### Input data

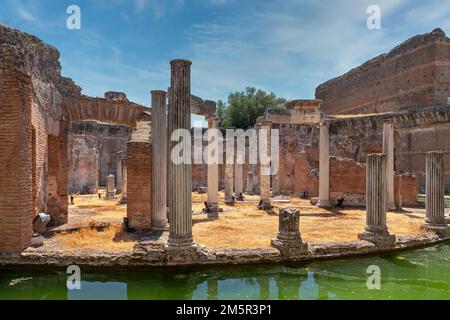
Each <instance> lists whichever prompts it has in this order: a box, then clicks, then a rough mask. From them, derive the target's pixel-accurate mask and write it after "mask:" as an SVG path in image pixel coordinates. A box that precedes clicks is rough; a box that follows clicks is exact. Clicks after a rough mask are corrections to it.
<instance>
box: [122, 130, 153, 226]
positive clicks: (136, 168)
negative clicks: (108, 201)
mask: <svg viewBox="0 0 450 320" xmlns="http://www.w3.org/2000/svg"><path fill="white" fill-rule="evenodd" d="M150 132H151V127H150V122H144V121H142V122H139V123H138V126H137V129H136V130H134V131H133V133H132V135H131V138H130V141H129V143H128V152H127V181H128V182H127V189H128V193H127V195H128V204H127V218H128V223H129V227H131V228H134V229H136V230H147V229H151V226H152V145H151V142H150Z"/></svg>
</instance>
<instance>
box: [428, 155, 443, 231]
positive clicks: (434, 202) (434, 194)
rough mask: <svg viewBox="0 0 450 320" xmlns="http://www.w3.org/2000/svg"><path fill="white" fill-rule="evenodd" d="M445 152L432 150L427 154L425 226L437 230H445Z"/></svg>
mask: <svg viewBox="0 0 450 320" xmlns="http://www.w3.org/2000/svg"><path fill="white" fill-rule="evenodd" d="M443 157H444V154H443V152H440V151H431V152H428V153H427V156H426V169H425V170H426V172H425V174H426V204H425V208H426V210H425V211H426V218H425V226H426V227H428V228H429V229H435V230H436V231H445V229H447V223H446V222H445V203H444V201H445V199H444V174H445V170H444V160H443Z"/></svg>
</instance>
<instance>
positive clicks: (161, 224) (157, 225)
mask: <svg viewBox="0 0 450 320" xmlns="http://www.w3.org/2000/svg"><path fill="white" fill-rule="evenodd" d="M152 229H153V230H158V231H167V230H169V224H168V223H167V221H166V220H154V221H152Z"/></svg>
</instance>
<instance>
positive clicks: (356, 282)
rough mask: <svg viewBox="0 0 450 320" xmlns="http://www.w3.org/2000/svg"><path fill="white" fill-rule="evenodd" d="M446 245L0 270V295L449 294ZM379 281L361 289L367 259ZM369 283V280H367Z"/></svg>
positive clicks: (90, 297)
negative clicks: (51, 268)
mask: <svg viewBox="0 0 450 320" xmlns="http://www.w3.org/2000/svg"><path fill="white" fill-rule="evenodd" d="M449 262H450V245H441V246H436V247H431V248H426V249H421V250H417V251H411V252H403V253H400V254H396V255H390V256H378V257H364V258H352V259H345V260H330V261H322V262H314V263H309V264H297V265H291V264H284V265H269V266H245V267H232V268H230V267H220V268H219V267H214V268H210V269H186V270H173V269H170V270H167V269H166V270H165V269H154V270H146V271H143V270H130V271H115V272H98V273H96V272H87V271H86V272H83V270H82V273H81V279H82V281H81V290H68V289H67V287H66V281H67V274H66V273H65V271H60V270H59V271H58V270H44V271H41V270H40V271H38V270H0V299H450V264H449ZM371 265H375V266H378V267H379V270H380V272H381V277H380V278H381V283H380V285H381V288H380V289H372V290H369V289H368V287H367V281H368V280H367V279H368V277H369V276H370V274H368V273H367V269H368V267H369V266H371ZM369 282H370V283H372V284H373V282H371V281H369Z"/></svg>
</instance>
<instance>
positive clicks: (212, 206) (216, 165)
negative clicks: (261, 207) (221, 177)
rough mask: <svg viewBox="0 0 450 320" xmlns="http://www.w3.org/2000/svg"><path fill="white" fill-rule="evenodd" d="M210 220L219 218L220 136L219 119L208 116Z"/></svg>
mask: <svg viewBox="0 0 450 320" xmlns="http://www.w3.org/2000/svg"><path fill="white" fill-rule="evenodd" d="M207 121H208V157H209V156H211V157H212V159H208V177H207V179H208V181H207V183H208V211H207V214H208V218H217V217H218V216H219V141H218V139H219V136H218V127H217V126H218V119H217V117H215V116H208V117H207Z"/></svg>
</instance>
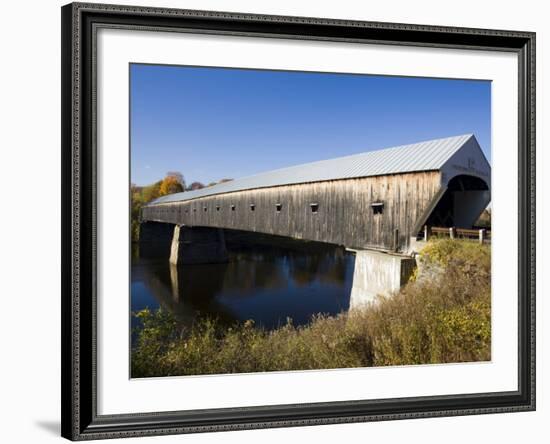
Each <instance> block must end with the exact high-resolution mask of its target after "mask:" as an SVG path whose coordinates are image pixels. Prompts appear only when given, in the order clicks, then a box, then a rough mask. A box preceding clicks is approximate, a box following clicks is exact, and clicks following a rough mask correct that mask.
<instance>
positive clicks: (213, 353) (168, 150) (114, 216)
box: [62, 3, 535, 440]
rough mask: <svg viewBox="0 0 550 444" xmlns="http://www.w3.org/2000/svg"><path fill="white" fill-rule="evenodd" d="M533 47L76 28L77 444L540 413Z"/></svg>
mask: <svg viewBox="0 0 550 444" xmlns="http://www.w3.org/2000/svg"><path fill="white" fill-rule="evenodd" d="M534 66H535V35H534V34H533V33H529V32H518V31H502V30H485V29H466V28H446V27H437V26H425V25H405V24H395V23H374V22H360V21H342V20H333V19H321V18H305V17H281V16H260V15H250V14H237V13H224V12H206V11H190V10H175V9H161V8H145V7H130V6H117V5H100V4H94V5H91V4H80V3H73V4H69V5H66V6H64V7H63V8H62V162H63V164H62V183H63V186H62V203H63V215H62V216H63V217H62V220H63V226H62V257H63V264H62V291H63V294H62V351H63V353H62V403H63V405H62V435H63V436H64V437H66V438H68V439H72V440H82V439H100V438H116V437H130V436H144V435H160V434H174V433H192V432H204V431H222V430H236V429H249V428H267V427H285V426H298V425H314V424H329V423H341V422H359V421H376V420H389V419H402V418H423V417H432V416H443V415H445V416H450V415H470V414H483V413H498V412H514V411H526V410H533V409H534V408H535V354H534V350H535V271H534V270H535V263H534V261H535V204H534V203H535V124H534V122H535V111H534V110H535V105H534V93H535V69H534Z"/></svg>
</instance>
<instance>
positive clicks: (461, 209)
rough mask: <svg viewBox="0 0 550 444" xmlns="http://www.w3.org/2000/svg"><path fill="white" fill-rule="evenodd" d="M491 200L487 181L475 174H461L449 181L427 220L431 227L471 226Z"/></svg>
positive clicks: (472, 225) (466, 227) (456, 176)
mask: <svg viewBox="0 0 550 444" xmlns="http://www.w3.org/2000/svg"><path fill="white" fill-rule="evenodd" d="M490 201H491V193H490V191H489V187H488V185H487V183H486V182H485V181H484V180H482V179H480V178H478V177H475V176H468V175H460V176H456V177H454V178H453V179H451V180H450V181H449V185H448V187H447V190H445V193H444V194H443V196H441V199H439V202H438V203H437V205H436V206H435V208H434V209H433V211H432V213H431V214H430V216H429V217H428V219H427V221H426V223H425V224H426V225H428V226H429V227H460V228H471V227H472V226H473V224H474V223H475V222H476V221H477V219H478V217H479V215H480V214H481V212H482V211H483V210H484V209H485V208H486V207H487V205H488V204H489V202H490Z"/></svg>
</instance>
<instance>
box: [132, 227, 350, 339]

######

What you should do:
Transcribe each line above exactly, pictures excluded.

Answer area:
Each <instance> lists whichever prompts it has in this order: a box, then clicks, then a rough mask. From them, derive the target's pixel-accurate mask and write it after "mask:" as an SVG path in image pixel coordinates. A box that precedes clicks is rough; a box that follows clicks is exact. Clicks after a rough mask are corrections to it.
<instance>
box: [122, 130, 153, 226]
positive clicks: (136, 168)
negative clicks: (108, 201)
mask: <svg viewBox="0 0 450 320" xmlns="http://www.w3.org/2000/svg"><path fill="white" fill-rule="evenodd" d="M150 132H151V127H150V122H144V121H142V122H139V123H138V126H137V129H136V130H134V131H133V133H132V135H131V138H130V141H129V143H128V152H127V181H128V182H127V189H128V193H127V195H128V204H127V218H128V223H129V227H131V228H134V229H136V230H147V229H151V226H152V145H151V142H150Z"/></svg>
</instance>
<instance>
box: [428, 155, 443, 231]
positive clicks: (434, 202) (434, 194)
rough mask: <svg viewBox="0 0 450 320" xmlns="http://www.w3.org/2000/svg"><path fill="white" fill-rule="evenodd" d="M445 152L432 150L427 154L425 226L437 230H445Z"/></svg>
mask: <svg viewBox="0 0 450 320" xmlns="http://www.w3.org/2000/svg"><path fill="white" fill-rule="evenodd" d="M443 157H444V154H443V152H440V151H431V152H428V153H427V156H426V169H425V170H426V172H425V174H426V204H425V208H426V210H425V211H426V218H425V226H426V227H428V228H429V229H435V230H436V231H445V229H447V223H446V222H445V203H444V201H445V199H444V174H445V170H444V160H443Z"/></svg>
</instance>
<instance>
positive clicks: (161, 224) (157, 225)
mask: <svg viewBox="0 0 450 320" xmlns="http://www.w3.org/2000/svg"><path fill="white" fill-rule="evenodd" d="M152 229H153V230H158V231H167V230H169V224H168V223H167V221H166V220H154V221H152Z"/></svg>
</instance>
<instance>
positive clicks: (356, 282)
rough mask: <svg viewBox="0 0 450 320" xmlns="http://www.w3.org/2000/svg"><path fill="white" fill-rule="evenodd" d="M446 245L0 270V295L449 294ZM379 281L361 289L367 259ZM369 283V280H367Z"/></svg>
positive clicks: (90, 297)
negative clicks: (51, 268)
mask: <svg viewBox="0 0 450 320" xmlns="http://www.w3.org/2000/svg"><path fill="white" fill-rule="evenodd" d="M449 262H450V245H441V246H436V247H431V248H426V249H421V250H417V251H411V252H403V253H400V254H396V255H390V256H378V257H364V258H352V259H345V260H330V261H322V262H314V263H309V264H297V265H291V264H284V265H269V266H245V267H232V268H230V267H220V268H219V267H214V268H210V269H186V270H173V269H170V270H167V269H166V270H165V269H154V270H146V271H143V270H130V271H115V272H98V273H96V272H87V271H86V272H83V270H82V273H81V279H82V281H81V290H68V289H67V287H66V281H67V274H66V273H65V271H60V270H59V271H58V270H44V271H41V270H40V271H38V270H0V299H450V264H449ZM371 265H375V266H378V267H379V270H380V272H381V277H380V278H381V283H380V285H381V288H380V289H372V290H369V289H368V287H367V281H368V280H367V279H368V277H369V276H370V274H368V273H367V269H368V267H369V266H371ZM369 282H370V283H372V284H373V282H371V281H369Z"/></svg>
</instance>
<instance>
positive clicks: (212, 206) (216, 165)
negative clicks: (261, 207) (221, 177)
rough mask: <svg viewBox="0 0 450 320" xmlns="http://www.w3.org/2000/svg"><path fill="white" fill-rule="evenodd" d="M210 220L219 218L220 136L219 119L208 116Z"/></svg>
mask: <svg viewBox="0 0 450 320" xmlns="http://www.w3.org/2000/svg"><path fill="white" fill-rule="evenodd" d="M207 121H208V157H209V156H211V157H212V159H208V177H207V179H208V181H207V183H208V211H207V214H208V218H217V217H218V216H219V141H218V139H219V136H218V127H217V126H218V119H217V117H215V116H208V117H207Z"/></svg>
</instance>
Each <instance> block must end with the exact high-resolution mask of its target after "mask:" as an SVG path whose coordinates are image pixels. Prompts appear only when given, in the order clicks, then a box, then a rough mask. A box preceding clicks is approximate, a box following clicks is exact, and clicks following a rough mask correct that mask.
<instance>
positive clicks: (213, 353) (168, 150) (114, 216)
box: [62, 3, 535, 440]
rough mask: <svg viewBox="0 0 550 444" xmlns="http://www.w3.org/2000/svg"><path fill="white" fill-rule="evenodd" d="M533 47L76 28L77 444L540 413Z"/></svg>
mask: <svg viewBox="0 0 550 444" xmlns="http://www.w3.org/2000/svg"><path fill="white" fill-rule="evenodd" d="M534 66H535V35H534V34H533V33H529V32H518V31H502V30H485V29H466V28H446V27H437V26H425V25H405V24H395V23H374V22H360V21H342V20H333V19H321V18H305V17H281V16H260V15H250V14H237V13H224V12H206V11H190V10H175V9H161V8H145V7H130V6H117V5H100V4H94V5H91V4H80V3H73V4H69V5H66V6H64V7H63V8H62V162H63V164H62V183H63V186H62V203H63V215H62V216H63V217H62V220H63V226H62V257H63V264H62V291H63V294H62V351H63V353H62V403H63V405H62V435H63V436H64V437H66V438H68V439H72V440H82V439H100V438H116V437H130V436H144V435H160V434H174V433H192V432H204V431H222V430H236V429H249V428H267V427H285V426H298V425H314V424H329V423H341V422H359V421H376V420H389V419H402V418H423V417H432V416H443V415H445V416H450V415H470V414H483V413H498V412H514V411H526V410H533V409H534V408H535V354H534V350H535V271H534V270H535V263H534V261H535V204H534V203H535V124H534V122H535V111H534V110H535V105H534V93H535V69H534Z"/></svg>
</instance>
<instance>
positive clicks: (461, 209)
rough mask: <svg viewBox="0 0 550 444" xmlns="http://www.w3.org/2000/svg"><path fill="white" fill-rule="evenodd" d="M491 200L487 181L475 174H461L449 181L427 220L431 227L471 226Z"/></svg>
positive clicks: (472, 225) (466, 227) (456, 176)
mask: <svg viewBox="0 0 550 444" xmlns="http://www.w3.org/2000/svg"><path fill="white" fill-rule="evenodd" d="M490 201H491V193H490V191H489V187H488V185H487V183H486V182H485V181H484V180H482V179H480V178H478V177H475V176H468V175H460V176H456V177H454V178H453V179H451V180H450V181H449V185H448V187H447V190H445V193H444V194H443V196H441V199H439V202H438V203H437V205H436V206H435V208H434V209H433V211H432V213H431V214H430V216H429V217H428V219H427V221H426V223H425V224H426V225H428V226H429V227H460V228H471V227H472V226H473V224H474V223H475V222H476V221H477V219H478V217H479V215H480V214H481V212H482V211H483V210H484V209H485V208H486V207H487V205H488V204H489V202H490Z"/></svg>
</instance>
<instance>
box: [132, 227, 350, 339]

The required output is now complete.